SOAL LATIHAN 1 :: Tulis ulang bagian teks tentang sunah-sunah shalat mulai dari "Segala puji bagi" sampai "Jamaah Ahli Hadits)", dengan mengganti "manusia" menjadi "orang-orang".
SOAL LATIHAN 2 :: Sambunglah teks tentang sunah-sunah shalat mulai dari kalimat terakhirnya.

#### TEKS BACAAN ####

بسم الله الرحمن الرحيم
Sunah-Sunah Shalat
(10)
Segala puji bagi Allah, shalawat dan salam semoga
terlimpah kepada Rasulullah, kepada keluarganya, kepada para sahabatnya, dan
orang-orang yang mengikutinya hingga hari Kiamat, amma ba’du:
Berikut lanjutan pembahasan tentang sunah-sunah
shalat, semoga Allah menjadikan penyusunan risalah ini ikhlas karena-Nya dan
bermanfaat, Allahumma aamin.
17. Tasyahhud Awwal
Jumhur ulama berpendapat, bahwa tasyahhud awwal hukumnya sunah. Hal ini
berdasarkan hadits Abdullah bin Buhainah radhiyallahu ‘anhu, bahwa Nabi
shallallahu ‘alaihi wa sallam pernah langsung bangkit pada shalat Zhuhur yang
seharusnya Beliau duduk. Ketika Beliau menyempurnakan shalatnya, maka Beliau
melakukan sujud dua kali sebelum salam; dimana Beliau bertakbir pada setiap
kali sujud saat posisi duduk, dan manusia ikut bersujud bersama Beliau karena
Beliau lupa tidak duduk (tasyahhud awwal). (HR. Jamaah Ahli Hadits)
Dalam Subulus salam diterangkan, bahwa dalam hadits tersebut
terdapat dalil bahwa meninggalkan tasyahhud awwal karena lupa dapat ditutupi
dengan sujud sahwi.

#### KUMPULAN ENTRI ####

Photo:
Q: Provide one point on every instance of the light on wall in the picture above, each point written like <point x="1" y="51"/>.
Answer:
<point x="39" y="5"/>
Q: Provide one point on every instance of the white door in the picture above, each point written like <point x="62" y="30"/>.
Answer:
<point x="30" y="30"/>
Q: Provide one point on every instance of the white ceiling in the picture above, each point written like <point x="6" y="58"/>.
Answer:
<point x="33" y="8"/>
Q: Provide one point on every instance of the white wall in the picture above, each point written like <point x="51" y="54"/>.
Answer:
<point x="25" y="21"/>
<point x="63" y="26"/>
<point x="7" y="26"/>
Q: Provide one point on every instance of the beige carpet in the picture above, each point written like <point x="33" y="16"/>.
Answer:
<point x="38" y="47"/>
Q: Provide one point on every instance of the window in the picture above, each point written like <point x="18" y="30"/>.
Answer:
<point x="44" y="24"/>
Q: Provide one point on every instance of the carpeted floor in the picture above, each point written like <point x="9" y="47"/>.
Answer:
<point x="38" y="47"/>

####
#### KUMPULAN ENTRI ####

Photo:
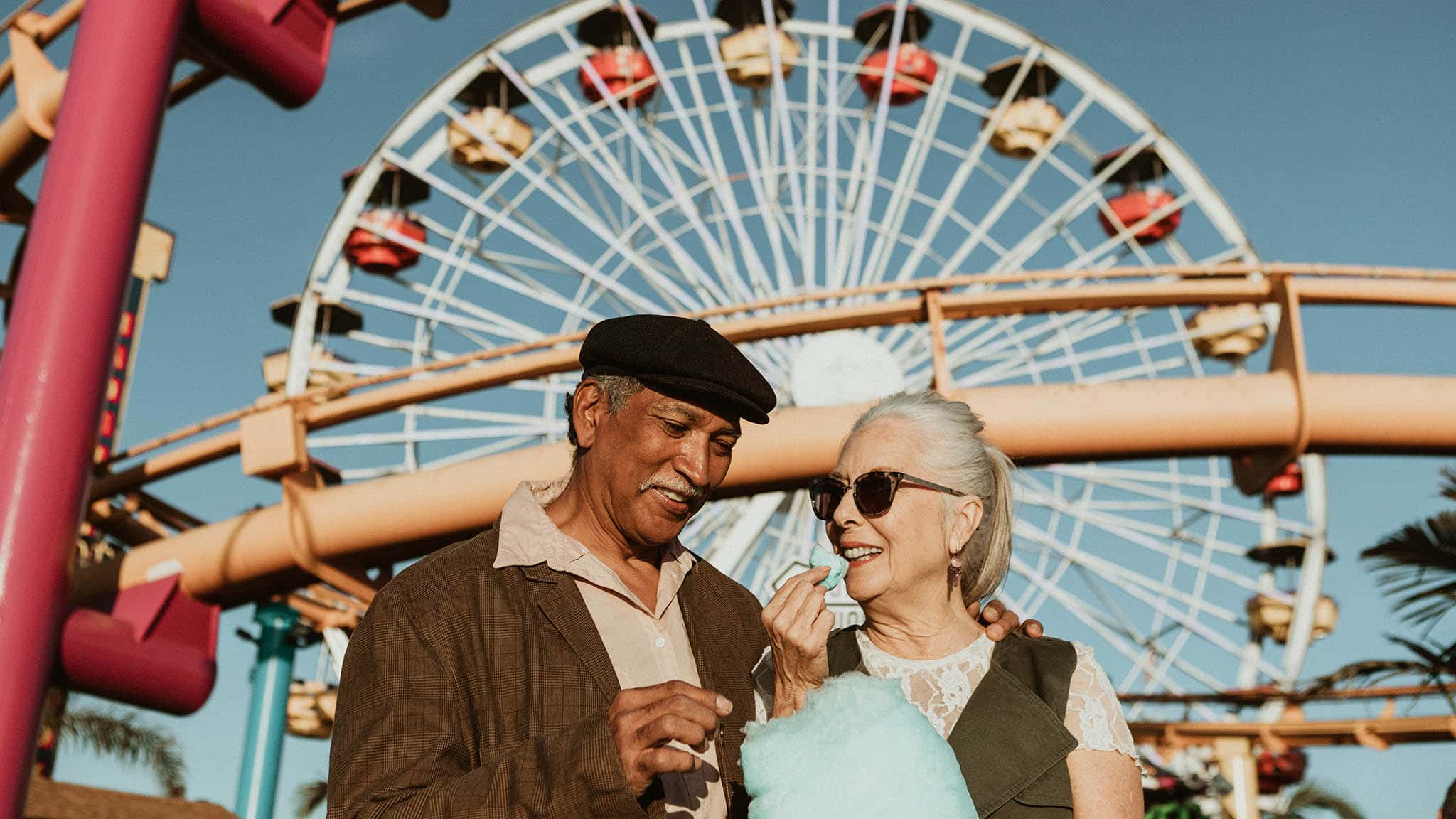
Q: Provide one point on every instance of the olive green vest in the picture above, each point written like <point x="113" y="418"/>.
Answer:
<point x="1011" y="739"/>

####
#### KUMPULAN ENTRI ####

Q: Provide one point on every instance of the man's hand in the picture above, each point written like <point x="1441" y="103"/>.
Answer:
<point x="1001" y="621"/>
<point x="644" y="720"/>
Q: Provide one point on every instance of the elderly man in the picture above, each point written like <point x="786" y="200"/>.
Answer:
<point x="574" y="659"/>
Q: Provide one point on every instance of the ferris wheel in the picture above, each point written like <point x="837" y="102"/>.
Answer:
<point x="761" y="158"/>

####

JAWABAN TUGAS 1 ::
Segala puji bagi Allah, shalawat dan salam semoga
terlimpah kepada Rasulullah, kepada keluarganya, kepada para sahabatnya, dan
orang-orang yang mengikutinya hingga hari Kiamat, amma ba’du:
Berikut lanjutan pembahasan tentang sunah-sunah
shalat, semoga Allah menjadikan penyusunan risalah ini ikhlas karena-Nya dan
bermanfaat, Allahumma aamin.
17. Tasyahhud Awwal
Jumhur ulama berpendapat, bahwa tasyahhud awwal hukumnya sunah. Hal ini
berdasarkan hadits Abdullah bin Buhainah radhiyallahu ‘anhu, bahwa Nabi
shallallahu ‘alaihi wa sallam pernah langsung bangkit pada shalat Zhuhur yang
seharusnya Beliau duduk. Ketika Beliau menyempurnakan shalatnya, maka Beliau
melakukan sujud dua kali sebelum salam; dimana Beliau bertakbir pada setiap
kali sujud saat posisi duduk, dan orang-orang ikut bersujud bersama Beliau karena
Beliau lupa tidak duduk (tasyahhud awwal). (HR. Jamaah Ahli Hadits)

JAWABAN TUGAS 2 ::
Al Hafizh dalam Al Fat-h berkata, “Ibnu Baththal berkata, “Dalil
bahwa sujud sahwi tidak dapat menggantikan perkara yang wajib adalah bahwa jika
seseorang lupa takbiratul ihram, maka tidak dapat ditutupi dengannya. Demikian
pula tasyahhud, dan karena ia merupakan dzikr yang tidak dijaharkan, sehingga
tidak wajib sebagaimana doa istiftah.” Ulama yang lain berhujjah dengan taqrir
(persetujuan Beliau) shallallahu ‘alaihi wa sallam terhadap manusia saat mereka
mengikuti Beliau setelah Beliau mengetahui, bahwa mereka sengaja
meninggalkannya. Namun dalam hal ini perlu ditinjau kembali.”
Namun sabda Beliau, “Shalatlah kalian sebagaimana kalian lihat aku
shalat,” menunjukkan wajibnya tasyahhud awwal. Demikian pula perintah
ditutupi dengan sujud sahwi jika ditinggalkan menunjukkan, bahwa perbuatan ini
meskipun wajib, namun dapat ditutupi oleh sujud sahwi. Hal ini menunjukkan wajibnya.
Di antara ulama yang berpendapat wajibnya tasyahhud awwal adalah Al Laits
bin Sa’ad, Ishaq, Ahmad menurut pendapat yang mayshur, dan ini juga merupakan
pendapat Imam Syafi’i serta menjadi salah satu pendapat di kalangan ulama
madzhab Hanafi.
Imam Thabrani berhujjah terhadap wajibnya tasyahhud awwal karena shalat
pada awalnya diwajibkan dua rakaat, dan tasyahhud pada saat itu hukumnya wajib.
Ketika ditambah jumlah rakaatnya, maka tambahan itu tidaklah menghilangkan
kewajibannya.
Anjuran ringan (sebentar) dalam tasyahhud awwal
Ibnu Mas’ud radhiyallahu ‘anhu berkata, “Nabi shallallahu ‘alaihi wa
sallam ketika duduk pada dua rakaat pertama, maka Beliau duduk seakan-akan di
atas batu yang panas (menunjukkan hanya sebentar).” (HR. Ahmad dan para pemilik
kitab Sunan. Tirmidzi berkata, “Hadits hasan, hanyasaja Abu Ubaidah tidak mendengar
dari ayahnya.” Hadits ini didhaifkan oleh Syaikh Al Albani).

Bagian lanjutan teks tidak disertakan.